━━ Supplied material

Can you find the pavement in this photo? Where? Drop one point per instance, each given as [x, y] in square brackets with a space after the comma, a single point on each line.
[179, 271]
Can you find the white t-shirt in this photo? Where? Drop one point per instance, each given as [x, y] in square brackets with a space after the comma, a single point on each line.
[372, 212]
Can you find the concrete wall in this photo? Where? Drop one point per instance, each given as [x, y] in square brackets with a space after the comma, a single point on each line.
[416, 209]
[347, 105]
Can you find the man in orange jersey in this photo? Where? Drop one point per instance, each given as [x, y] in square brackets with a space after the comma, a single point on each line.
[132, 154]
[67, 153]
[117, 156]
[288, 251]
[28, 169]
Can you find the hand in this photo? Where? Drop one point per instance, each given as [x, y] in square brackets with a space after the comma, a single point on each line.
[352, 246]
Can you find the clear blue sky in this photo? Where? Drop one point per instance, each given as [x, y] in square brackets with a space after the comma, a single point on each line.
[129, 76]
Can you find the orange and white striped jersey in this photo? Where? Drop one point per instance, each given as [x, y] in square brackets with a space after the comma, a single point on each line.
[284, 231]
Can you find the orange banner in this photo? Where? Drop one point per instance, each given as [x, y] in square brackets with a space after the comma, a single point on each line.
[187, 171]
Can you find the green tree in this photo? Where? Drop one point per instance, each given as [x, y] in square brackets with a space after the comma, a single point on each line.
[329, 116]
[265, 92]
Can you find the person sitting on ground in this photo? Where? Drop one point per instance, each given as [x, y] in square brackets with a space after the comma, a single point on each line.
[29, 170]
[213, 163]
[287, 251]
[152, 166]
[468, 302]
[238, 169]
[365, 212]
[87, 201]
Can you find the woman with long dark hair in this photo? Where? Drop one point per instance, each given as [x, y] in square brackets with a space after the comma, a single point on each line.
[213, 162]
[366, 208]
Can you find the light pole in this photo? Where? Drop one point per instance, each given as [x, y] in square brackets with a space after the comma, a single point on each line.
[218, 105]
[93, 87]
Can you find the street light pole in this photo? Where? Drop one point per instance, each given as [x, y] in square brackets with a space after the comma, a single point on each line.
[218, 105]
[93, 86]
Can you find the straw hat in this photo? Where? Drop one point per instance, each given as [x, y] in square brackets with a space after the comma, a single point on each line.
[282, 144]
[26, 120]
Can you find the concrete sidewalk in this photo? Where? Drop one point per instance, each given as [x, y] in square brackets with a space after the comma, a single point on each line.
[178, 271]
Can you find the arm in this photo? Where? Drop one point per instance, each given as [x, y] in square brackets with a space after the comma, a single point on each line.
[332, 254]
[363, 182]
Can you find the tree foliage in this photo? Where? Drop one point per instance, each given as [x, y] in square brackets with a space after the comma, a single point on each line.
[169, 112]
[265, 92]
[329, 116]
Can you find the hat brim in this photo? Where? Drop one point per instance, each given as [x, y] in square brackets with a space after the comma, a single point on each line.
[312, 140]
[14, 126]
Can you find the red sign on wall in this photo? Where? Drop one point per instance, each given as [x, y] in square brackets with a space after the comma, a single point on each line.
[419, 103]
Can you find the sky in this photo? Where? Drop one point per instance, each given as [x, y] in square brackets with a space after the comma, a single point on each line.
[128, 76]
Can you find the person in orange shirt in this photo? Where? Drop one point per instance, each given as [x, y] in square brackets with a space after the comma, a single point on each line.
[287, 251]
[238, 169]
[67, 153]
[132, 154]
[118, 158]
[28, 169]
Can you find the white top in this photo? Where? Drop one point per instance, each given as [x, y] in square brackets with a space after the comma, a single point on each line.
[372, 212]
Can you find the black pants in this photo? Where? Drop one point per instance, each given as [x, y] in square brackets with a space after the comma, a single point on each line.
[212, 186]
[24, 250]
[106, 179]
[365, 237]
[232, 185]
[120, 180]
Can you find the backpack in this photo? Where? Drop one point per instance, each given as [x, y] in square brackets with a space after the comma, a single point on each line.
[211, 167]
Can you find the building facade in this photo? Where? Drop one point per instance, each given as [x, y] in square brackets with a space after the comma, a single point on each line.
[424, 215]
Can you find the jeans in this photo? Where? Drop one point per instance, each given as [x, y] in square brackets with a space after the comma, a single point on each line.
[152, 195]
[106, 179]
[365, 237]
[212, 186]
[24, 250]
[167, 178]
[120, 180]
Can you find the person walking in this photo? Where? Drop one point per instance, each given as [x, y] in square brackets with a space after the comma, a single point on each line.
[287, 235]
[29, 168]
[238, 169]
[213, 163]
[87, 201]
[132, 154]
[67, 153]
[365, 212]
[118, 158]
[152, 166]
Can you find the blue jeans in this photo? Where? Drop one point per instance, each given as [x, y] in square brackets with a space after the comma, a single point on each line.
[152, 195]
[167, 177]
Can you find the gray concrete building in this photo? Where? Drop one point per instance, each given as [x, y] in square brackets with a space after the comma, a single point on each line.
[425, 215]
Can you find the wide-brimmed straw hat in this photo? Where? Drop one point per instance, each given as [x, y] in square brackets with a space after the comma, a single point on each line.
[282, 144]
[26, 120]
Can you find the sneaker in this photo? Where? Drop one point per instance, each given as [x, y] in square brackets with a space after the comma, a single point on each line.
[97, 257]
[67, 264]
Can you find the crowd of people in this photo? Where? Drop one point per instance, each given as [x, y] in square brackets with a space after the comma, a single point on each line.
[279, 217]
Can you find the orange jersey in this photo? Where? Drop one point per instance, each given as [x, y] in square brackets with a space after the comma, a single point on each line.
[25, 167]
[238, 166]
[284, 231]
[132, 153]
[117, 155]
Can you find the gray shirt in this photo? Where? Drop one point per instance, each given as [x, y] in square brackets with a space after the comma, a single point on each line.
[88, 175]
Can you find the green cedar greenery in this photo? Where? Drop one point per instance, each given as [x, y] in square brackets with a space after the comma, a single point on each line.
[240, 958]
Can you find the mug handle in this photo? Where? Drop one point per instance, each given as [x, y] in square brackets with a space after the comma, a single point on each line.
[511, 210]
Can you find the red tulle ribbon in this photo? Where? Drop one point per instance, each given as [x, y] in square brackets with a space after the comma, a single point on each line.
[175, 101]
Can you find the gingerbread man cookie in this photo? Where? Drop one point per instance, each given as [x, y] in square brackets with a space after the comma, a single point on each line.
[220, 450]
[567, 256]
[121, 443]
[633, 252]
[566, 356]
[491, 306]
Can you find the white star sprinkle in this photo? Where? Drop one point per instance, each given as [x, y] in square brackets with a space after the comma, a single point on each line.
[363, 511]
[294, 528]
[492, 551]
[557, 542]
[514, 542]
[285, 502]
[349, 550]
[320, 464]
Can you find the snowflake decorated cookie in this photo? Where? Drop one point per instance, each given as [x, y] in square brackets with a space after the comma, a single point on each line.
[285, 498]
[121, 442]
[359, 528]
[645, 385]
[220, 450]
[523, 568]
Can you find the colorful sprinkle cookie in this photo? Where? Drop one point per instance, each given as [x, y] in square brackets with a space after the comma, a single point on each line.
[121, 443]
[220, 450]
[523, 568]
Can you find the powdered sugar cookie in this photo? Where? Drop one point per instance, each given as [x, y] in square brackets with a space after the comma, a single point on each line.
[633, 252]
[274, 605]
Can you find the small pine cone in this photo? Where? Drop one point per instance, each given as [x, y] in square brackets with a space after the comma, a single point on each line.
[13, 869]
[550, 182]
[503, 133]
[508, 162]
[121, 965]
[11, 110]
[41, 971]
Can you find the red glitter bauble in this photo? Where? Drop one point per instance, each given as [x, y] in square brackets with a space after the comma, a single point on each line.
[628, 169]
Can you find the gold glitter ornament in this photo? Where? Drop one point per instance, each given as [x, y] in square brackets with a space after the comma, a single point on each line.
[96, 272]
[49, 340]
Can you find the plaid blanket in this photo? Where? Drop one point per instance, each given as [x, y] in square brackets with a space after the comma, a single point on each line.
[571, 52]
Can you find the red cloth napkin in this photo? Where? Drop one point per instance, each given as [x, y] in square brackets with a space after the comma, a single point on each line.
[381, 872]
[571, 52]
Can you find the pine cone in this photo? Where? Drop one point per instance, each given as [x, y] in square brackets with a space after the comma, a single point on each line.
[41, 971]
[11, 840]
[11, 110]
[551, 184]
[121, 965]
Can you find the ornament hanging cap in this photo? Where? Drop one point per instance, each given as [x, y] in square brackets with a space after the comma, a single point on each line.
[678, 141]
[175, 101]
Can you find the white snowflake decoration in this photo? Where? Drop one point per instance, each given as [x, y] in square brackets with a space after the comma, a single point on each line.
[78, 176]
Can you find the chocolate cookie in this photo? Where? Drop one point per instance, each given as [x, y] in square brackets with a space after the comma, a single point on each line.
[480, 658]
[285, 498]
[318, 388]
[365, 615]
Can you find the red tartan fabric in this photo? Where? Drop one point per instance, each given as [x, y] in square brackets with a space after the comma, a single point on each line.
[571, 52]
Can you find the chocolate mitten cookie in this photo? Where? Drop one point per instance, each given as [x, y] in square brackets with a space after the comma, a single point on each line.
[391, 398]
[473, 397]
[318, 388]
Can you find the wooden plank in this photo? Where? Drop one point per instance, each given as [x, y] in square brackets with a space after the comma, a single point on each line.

━━━━

Brief - Quote only the lines from the one containing "Can you find the red glitter" through the final line of the records, with both ends included.

Exercise response -
Can you find the red glitter bauble in this photo? Where? Drop one point per instance, each given as [x, y] in square brackets with a space after the comma, a single point on each line.
[628, 169]
Can you find the gold glitter ornament in this photo? Where? Drop one point per instance, each given as [x, y] in square brackets with a space after the comma, a single point on each line.
[96, 272]
[49, 340]
Can you find the plaid blanket in this photo? Where? Drop one point per instance, each given as [x, y] in square brackets with a space after the comma, a single point on each line.
[571, 52]
Can you find the red cloth napkin in this photo? Where? Drop one point per instance, each given as [x, y] in square brackets with a space after the comma, a single point on each line.
[381, 872]
[571, 52]
Can you find the pine cone in this photo? Where? Drop one point per instance, each given as [x, y] in square brackets with a space after the comma, a single point on each line.
[41, 971]
[11, 840]
[11, 110]
[551, 184]
[121, 965]
Can you find the ornament hanging cap in this photo? Where? Drop one point per instance, each given as [x, y] in square brackets with a space after the comma, a single point on each line.
[678, 141]
[175, 101]
Can you find the white snowflake decoration in this photo? Where? Drop one point per instance, each given as [x, y] in square brackets with a space after the comma, a single point on each line.
[78, 176]
Can you find the chocolate cookie in this photo? Where? Drop one point per instance, each given as [x, y] in square brackets with a space after the comma, a single point on each line.
[480, 658]
[285, 498]
[318, 388]
[365, 615]
Can you find the red tartan fabric in this photo? Where? Drop one point per instance, each given as [x, y] in square brackets with a space after the comma, a single point on each line.
[571, 52]
Can you find the chocolate mitten cookie in this photo? Where? Drop one point per instance, each given as [x, y] in square brackets with a space after the comma, a single point on each line.
[391, 398]
[473, 397]
[318, 388]
Can you find the wooden plank in this photo? Where? Drop one point per instance, each given as [x, y] in square brackets with a space after the comma, a single point on each line.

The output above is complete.